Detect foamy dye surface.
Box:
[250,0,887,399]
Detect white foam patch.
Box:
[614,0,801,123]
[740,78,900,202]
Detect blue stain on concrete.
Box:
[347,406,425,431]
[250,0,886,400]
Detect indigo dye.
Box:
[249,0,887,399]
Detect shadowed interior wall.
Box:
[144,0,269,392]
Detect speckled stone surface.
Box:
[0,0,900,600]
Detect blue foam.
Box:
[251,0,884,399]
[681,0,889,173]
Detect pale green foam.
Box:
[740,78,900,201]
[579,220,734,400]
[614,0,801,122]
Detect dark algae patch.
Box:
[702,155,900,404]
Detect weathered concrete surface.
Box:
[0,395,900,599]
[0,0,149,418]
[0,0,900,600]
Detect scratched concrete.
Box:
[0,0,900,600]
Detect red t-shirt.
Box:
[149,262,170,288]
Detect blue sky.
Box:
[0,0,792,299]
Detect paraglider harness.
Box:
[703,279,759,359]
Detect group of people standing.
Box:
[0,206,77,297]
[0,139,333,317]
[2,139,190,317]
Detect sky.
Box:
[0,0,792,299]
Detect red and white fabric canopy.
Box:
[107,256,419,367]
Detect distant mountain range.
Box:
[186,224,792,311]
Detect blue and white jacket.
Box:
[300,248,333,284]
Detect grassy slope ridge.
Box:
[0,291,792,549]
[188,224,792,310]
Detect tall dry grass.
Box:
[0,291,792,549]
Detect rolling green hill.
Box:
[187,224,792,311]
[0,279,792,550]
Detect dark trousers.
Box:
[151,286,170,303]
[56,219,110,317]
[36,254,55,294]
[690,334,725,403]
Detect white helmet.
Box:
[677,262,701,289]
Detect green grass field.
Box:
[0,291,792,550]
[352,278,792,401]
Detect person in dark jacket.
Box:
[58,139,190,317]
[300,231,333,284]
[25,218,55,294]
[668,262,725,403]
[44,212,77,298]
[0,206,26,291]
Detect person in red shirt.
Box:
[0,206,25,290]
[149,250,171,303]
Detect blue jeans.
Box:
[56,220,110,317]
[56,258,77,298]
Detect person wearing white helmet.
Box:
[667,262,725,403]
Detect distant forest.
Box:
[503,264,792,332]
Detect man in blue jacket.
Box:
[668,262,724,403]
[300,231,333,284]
..............................
### DIRECTIVE
Retype the items between the line holding "Detect rolling green hill." and the line holding "[667,262,725,403]", inclusive, with no changes.

### REPLY TO THE EXERCISE
Detect rolling green hill.
Box:
[187,224,792,311]
[0,279,792,550]
Detect dark trousers.
Box:
[151,286,170,303]
[56,219,110,317]
[36,254,55,294]
[690,334,725,403]
Detect white helmet.
Box:
[677,262,701,289]
Detect green grass field.
Box:
[0,291,792,550]
[352,278,792,401]
Detect person in dark jacket.
Box:
[58,139,190,317]
[300,231,333,284]
[25,218,55,294]
[668,262,725,403]
[44,212,77,298]
[0,206,26,291]
Detect person in red shirt.
Box:
[0,206,25,290]
[149,250,171,303]
Detect blue jeans.
Box:
[56,220,110,317]
[56,258,77,298]
Detect person wearing white helmet.
Box:
[667,262,725,403]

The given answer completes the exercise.